▸ Stated problem 1
Please answer these questions about the blog post:
(a) Which key types an apostrophe on the cybercafé keyboard?
(b) What did a liter bottle of Coca Light cost?
(c) What shape was the Funfetti cake?

French Kqyboqrds suck,

So I’m at a cybercafé right now, which means a couple things: (1) the apostrophe is the 4 key, and you have to press the Shift key for a period, so get ready for some extreme typos; (2) the computer is slow and dusty, and the Internet Explorer homepage is http://www.vipvideoporn.com… I highly recommend it.

This blog post is going to be brief, if not for the fact that this past week has been uneventful, then at least because I’m going to the bar in less than 20 minutes.

Friday night was the birthday party of Georgetown’s own Stacey. The fête was a week after her actual birthday, but was nonetheless a welcome break from oily Senegalese dinners. It was the most unique of American get-togethers — the pot luck — so everyone brought a little something. I was planning on getting Coca Light, but to my chagrin a liter bottle cost 1,350 CFA, so I let that dream go. Instead, Molly and I pooled our respective contributions and bought bagfuls of fruits and vegetables: cucumbers, tomatoes, bananas, oranges, and apples. We also bought my new favorite vegetable of Doug fame: the beet, a delicious but sadly underrated tuber. Anyway, we cut all that shit up and mixed the veggies with some lime juice, and the fruit with lait caillé (yogurt). It was delicious. Stacey made pasta with meat sauce and a huge heart-shaped Funfetti cake was also provided. Also delicious.

▸ Available records

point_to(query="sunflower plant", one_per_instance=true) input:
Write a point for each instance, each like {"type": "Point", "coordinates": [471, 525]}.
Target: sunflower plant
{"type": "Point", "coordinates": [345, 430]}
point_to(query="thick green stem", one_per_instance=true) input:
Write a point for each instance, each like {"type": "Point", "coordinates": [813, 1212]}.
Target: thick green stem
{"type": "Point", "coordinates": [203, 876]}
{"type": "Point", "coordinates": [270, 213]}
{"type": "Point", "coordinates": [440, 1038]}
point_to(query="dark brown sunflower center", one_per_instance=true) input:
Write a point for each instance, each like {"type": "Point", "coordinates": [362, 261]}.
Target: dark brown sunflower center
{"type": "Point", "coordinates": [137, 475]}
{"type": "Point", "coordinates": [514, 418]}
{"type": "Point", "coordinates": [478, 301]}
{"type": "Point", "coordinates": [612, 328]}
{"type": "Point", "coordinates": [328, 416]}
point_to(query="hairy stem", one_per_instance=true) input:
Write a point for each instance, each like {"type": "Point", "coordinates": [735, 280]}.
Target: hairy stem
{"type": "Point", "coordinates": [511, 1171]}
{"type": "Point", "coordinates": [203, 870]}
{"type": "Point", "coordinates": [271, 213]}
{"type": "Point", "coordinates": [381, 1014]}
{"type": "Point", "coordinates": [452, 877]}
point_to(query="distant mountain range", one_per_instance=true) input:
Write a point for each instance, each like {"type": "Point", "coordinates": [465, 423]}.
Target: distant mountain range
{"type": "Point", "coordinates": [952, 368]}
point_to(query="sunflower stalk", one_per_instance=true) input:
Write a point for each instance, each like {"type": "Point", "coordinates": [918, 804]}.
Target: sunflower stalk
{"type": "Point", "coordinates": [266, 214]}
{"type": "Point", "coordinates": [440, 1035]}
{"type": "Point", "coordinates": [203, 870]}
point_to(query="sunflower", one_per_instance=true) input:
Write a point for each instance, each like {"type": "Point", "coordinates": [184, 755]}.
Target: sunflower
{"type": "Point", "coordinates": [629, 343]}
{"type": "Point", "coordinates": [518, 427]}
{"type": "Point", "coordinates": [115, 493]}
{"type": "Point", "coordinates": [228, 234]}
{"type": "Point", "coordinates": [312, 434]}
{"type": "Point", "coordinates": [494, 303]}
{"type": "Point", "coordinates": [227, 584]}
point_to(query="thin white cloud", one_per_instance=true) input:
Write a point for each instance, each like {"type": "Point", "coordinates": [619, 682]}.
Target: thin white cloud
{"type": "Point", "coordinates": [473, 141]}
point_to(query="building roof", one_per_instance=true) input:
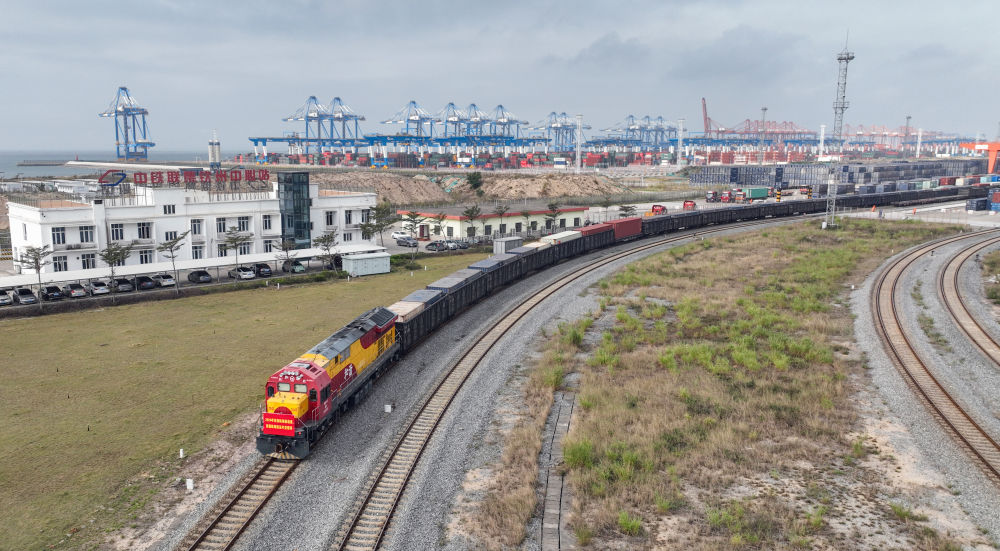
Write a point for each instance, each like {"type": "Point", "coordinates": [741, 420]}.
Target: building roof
{"type": "Point", "coordinates": [455, 213]}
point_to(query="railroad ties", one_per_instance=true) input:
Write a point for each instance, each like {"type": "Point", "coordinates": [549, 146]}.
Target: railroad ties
{"type": "Point", "coordinates": [918, 375]}
{"type": "Point", "coordinates": [365, 528]}
{"type": "Point", "coordinates": [240, 510]}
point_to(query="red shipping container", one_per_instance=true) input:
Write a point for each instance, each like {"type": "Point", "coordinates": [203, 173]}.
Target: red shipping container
{"type": "Point", "coordinates": [595, 228]}
{"type": "Point", "coordinates": [626, 228]}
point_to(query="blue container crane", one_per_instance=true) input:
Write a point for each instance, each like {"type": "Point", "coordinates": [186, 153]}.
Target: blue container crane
{"type": "Point", "coordinates": [132, 141]}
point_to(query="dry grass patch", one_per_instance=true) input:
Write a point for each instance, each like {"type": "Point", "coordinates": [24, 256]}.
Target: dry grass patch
{"type": "Point", "coordinates": [97, 397]}
{"type": "Point", "coordinates": [501, 518]}
{"type": "Point", "coordinates": [721, 370]}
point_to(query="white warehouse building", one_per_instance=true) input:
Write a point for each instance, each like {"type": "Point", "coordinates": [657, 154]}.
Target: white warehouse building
{"type": "Point", "coordinates": [147, 216]}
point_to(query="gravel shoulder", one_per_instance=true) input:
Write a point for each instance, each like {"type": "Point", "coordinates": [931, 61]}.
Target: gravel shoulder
{"type": "Point", "coordinates": [928, 472]}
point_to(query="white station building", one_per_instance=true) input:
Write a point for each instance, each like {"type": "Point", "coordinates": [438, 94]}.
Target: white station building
{"type": "Point", "coordinates": [76, 230]}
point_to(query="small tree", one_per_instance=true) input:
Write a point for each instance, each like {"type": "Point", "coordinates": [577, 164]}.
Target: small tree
{"type": "Point", "coordinates": [381, 218]}
{"type": "Point", "coordinates": [169, 249]}
{"type": "Point", "coordinates": [438, 222]}
{"type": "Point", "coordinates": [326, 243]}
{"type": "Point", "coordinates": [36, 258]}
{"type": "Point", "coordinates": [475, 180]}
{"type": "Point", "coordinates": [470, 214]}
{"type": "Point", "coordinates": [500, 211]}
{"type": "Point", "coordinates": [552, 215]}
{"type": "Point", "coordinates": [412, 221]}
{"type": "Point", "coordinates": [526, 214]}
{"type": "Point", "coordinates": [115, 255]}
{"type": "Point", "coordinates": [606, 203]}
{"type": "Point", "coordinates": [234, 239]}
{"type": "Point", "coordinates": [286, 251]}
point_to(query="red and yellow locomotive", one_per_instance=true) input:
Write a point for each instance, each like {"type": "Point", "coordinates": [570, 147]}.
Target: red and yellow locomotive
{"type": "Point", "coordinates": [304, 397]}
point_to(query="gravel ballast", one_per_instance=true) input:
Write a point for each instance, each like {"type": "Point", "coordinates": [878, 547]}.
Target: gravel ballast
{"type": "Point", "coordinates": [941, 476]}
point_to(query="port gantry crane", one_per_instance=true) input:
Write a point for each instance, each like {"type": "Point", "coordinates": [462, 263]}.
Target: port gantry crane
{"type": "Point", "coordinates": [132, 141]}
{"type": "Point", "coordinates": [560, 130]}
{"type": "Point", "coordinates": [314, 114]}
{"type": "Point", "coordinates": [414, 120]}
{"type": "Point", "coordinates": [646, 132]}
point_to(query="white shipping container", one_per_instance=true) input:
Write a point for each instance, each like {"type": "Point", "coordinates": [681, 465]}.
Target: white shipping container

▸ Stated problem 2
Report each line of the listing that contains the word "roof", copied in full.

▸ Worked solution 1
(a) The 4 key.
(b) 1,350 CFA.
(c) Heart-shaped.

▸ Worked solution 2
point_to(query="building roof", one_per_instance=true) input:
Target: building roof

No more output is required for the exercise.